◆ **How to complete this task**
Copy out all of the entries below without any change.

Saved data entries
'''
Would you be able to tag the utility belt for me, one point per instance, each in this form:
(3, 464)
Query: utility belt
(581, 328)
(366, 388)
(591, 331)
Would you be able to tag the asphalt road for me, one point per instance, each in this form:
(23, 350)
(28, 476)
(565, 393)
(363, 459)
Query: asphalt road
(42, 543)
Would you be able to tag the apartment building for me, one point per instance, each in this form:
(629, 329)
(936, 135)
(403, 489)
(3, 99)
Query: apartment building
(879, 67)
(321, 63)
'''
◆ **Expected output**
Would you be able to tag the utility belt for me, one point per instance, each in this form:
(3, 464)
Query: utility belt
(581, 328)
(366, 388)
(591, 331)
Would you be able to tag the asphalt road for me, one point per instance, each in this form:
(23, 350)
(28, 476)
(565, 393)
(363, 459)
Query: asphalt road
(42, 543)
Would you be able to tag the apartment building for me, one point per instance, each in this form:
(629, 329)
(936, 135)
(403, 489)
(3, 99)
Query: apartment building
(879, 67)
(321, 63)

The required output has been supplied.